§ WHAT YOU SHOULD DO
Across the records that follow, give the number of lines containing the word "below" and nothing else.

§ PROVIDED ENTRIES
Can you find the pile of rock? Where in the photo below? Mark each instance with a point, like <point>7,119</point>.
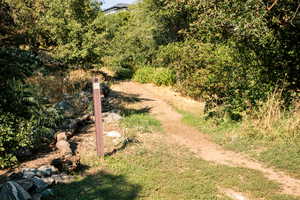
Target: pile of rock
<point>32,183</point>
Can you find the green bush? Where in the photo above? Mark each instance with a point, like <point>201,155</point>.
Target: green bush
<point>158,76</point>
<point>14,134</point>
<point>144,74</point>
<point>27,119</point>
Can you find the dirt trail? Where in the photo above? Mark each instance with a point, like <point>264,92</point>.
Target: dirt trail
<point>198,143</point>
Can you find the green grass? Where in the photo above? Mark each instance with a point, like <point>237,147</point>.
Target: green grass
<point>160,171</point>
<point>157,169</point>
<point>142,123</point>
<point>231,135</point>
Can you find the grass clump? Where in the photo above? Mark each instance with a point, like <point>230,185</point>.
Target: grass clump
<point>158,170</point>
<point>271,135</point>
<point>158,76</point>
<point>143,123</point>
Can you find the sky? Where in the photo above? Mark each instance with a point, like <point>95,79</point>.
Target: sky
<point>109,3</point>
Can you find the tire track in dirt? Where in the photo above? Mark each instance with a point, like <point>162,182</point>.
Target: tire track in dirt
<point>199,143</point>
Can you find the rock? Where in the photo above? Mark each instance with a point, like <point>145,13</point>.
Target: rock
<point>47,193</point>
<point>61,136</point>
<point>37,196</point>
<point>15,176</point>
<point>39,184</point>
<point>26,183</point>
<point>115,134</point>
<point>47,170</point>
<point>13,191</point>
<point>62,178</point>
<point>64,147</point>
<point>28,174</point>
<point>66,107</point>
<point>110,117</point>
<point>49,180</point>
<point>24,152</point>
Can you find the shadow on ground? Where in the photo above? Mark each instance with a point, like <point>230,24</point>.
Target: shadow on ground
<point>99,186</point>
<point>120,100</point>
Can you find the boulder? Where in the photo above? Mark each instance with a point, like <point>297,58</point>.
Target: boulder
<point>13,191</point>
<point>48,180</point>
<point>39,184</point>
<point>64,147</point>
<point>37,196</point>
<point>47,170</point>
<point>61,136</point>
<point>26,183</point>
<point>62,178</point>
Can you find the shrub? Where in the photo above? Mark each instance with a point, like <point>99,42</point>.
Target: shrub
<point>144,74</point>
<point>158,76</point>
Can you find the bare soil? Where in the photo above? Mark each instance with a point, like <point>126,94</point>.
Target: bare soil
<point>160,101</point>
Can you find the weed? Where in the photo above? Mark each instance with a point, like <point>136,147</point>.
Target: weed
<point>142,123</point>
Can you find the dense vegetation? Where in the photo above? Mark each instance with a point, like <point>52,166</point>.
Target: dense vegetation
<point>235,55</point>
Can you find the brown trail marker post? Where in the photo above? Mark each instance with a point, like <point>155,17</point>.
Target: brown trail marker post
<point>98,117</point>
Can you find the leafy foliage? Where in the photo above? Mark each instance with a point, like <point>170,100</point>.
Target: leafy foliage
<point>158,76</point>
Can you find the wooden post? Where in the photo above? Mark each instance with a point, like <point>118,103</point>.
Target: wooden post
<point>98,117</point>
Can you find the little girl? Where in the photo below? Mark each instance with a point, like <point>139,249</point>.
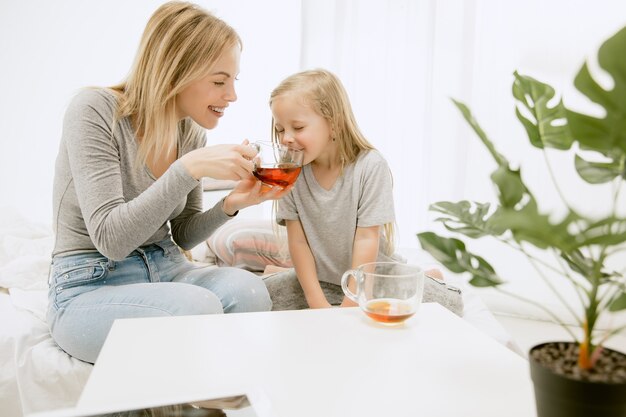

§ THE COMPLETED TASK
2